In any case, I do not use narrative therapy with that set of philosophical assumptions. However, because interpretation is so important in narrative approaches, I do see benefit in some of the techniques that can inform meaning making and decisions about identity and gender. For example, I find it helpful when I first meet with someone who experiences gender dysphoria to map gender identity conflicts in their life, both current conflicts and the person’s history with those conflicts.
Mapping Gender Identity Conflicts
Recall that we do not know what causes these various experiences of gender incongruence. Indeed, the range of presentations should give us pause that any one theory of etiology will suffice. There are likely multiple influences that are weighted differently for different people, and these influences likely contribute to a range of outcomes.
Figure 6.1.
The first consideration in mapping gender identity conflicts raises the question, How does the person experience his or her gender identity concerns? What is it like for this person in particular? Besides asking the person to share more about their experiences, one thing that can be helpful is gauging a person’s experience of gender incongruence, as well as a person’s sense for how they are managing that incongruence.
Although we are focusing here on the experience of gender dysphoria in terms of strength of incongruence and capacity to manage it, keep in mind that the gender identity concerns, while important, may not be the greatest concern in this person’s life. Consider together whether there are other pressing issues to attend to, such as a marriage or relationships with family members or personal walk with God, education, and so on. Too often Christians can focus almost exclusively on the very aspect of the person with which we are most uncomfortable.
In a workbook I recently developed with some colleagues, we offer an opportunity to reflect on these two experiences in a way that recognizes the differences between sense of incongruence and one’s ability to live with that incongruence.3 We invite a person to identify their subjective sense of incongruence as well as their subjective sense of distress. A person can identify ways in which gender dysphoria has influenced him or her, as well as how the person has influenced gender identity concerns. The person can keep a journal and record various experiences over the next couple of weeks in which gender identity concerns are influencing them. A person might write, “I feel preoccupied with these issues every day. It’s hard to focus on other things that are also important to me.” Another person might record the following: “I get discouraged. Sometimes I feel shame, like I am not who I should be.”

INFORMATION SHOWN
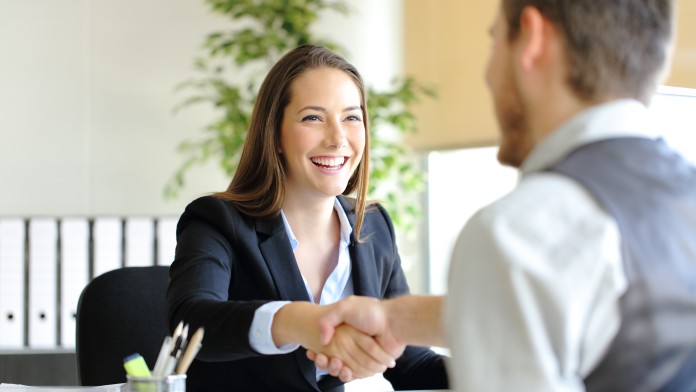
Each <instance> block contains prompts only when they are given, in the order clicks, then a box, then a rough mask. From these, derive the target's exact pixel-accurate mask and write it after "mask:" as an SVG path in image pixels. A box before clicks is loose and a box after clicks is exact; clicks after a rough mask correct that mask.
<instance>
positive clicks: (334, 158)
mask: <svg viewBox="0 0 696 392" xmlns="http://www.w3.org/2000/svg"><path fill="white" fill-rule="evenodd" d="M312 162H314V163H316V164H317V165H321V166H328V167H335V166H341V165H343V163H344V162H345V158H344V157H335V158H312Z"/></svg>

ACTIONS TO TAKE
A) According to the excerpt on gender dysphoria, what two things does the workbook invite a person to identify?
B) Copy the passage from the excerpt on gender dysphoria starting with "Although we are" and going on through "are most uncomfortable.", but switch "marriage" to "friendship".
C) Shorten the paragraph of the excerpt on gender dysphoria that begins "Recall that we do not know" while keeping its main facts.

RESULTS BY TASK
A) Their subjective sense of incongruence and their subjective sense of distress.

B)
Although we are focusing here on the experience of gender dysphoria in terms of strength of incongruence and capacity to manage it, keep in mind that the gender identity concerns, while important, may not be the greatest concern in this person’s life. Consider together whether there are other pressing issues to attend to, such as a friendship or relationships with family members or personal walk with God, education, and so on. Too often Christians can focus almost exclusively on the very aspect of the person with which we are most uncomfortable.

C) The causes of gender incongruence are unknown, and the range of presentations suggests that no single theory of its origin will suffice. Multiple influences, weighted differently for different people, likely contribute to a range of outcomes.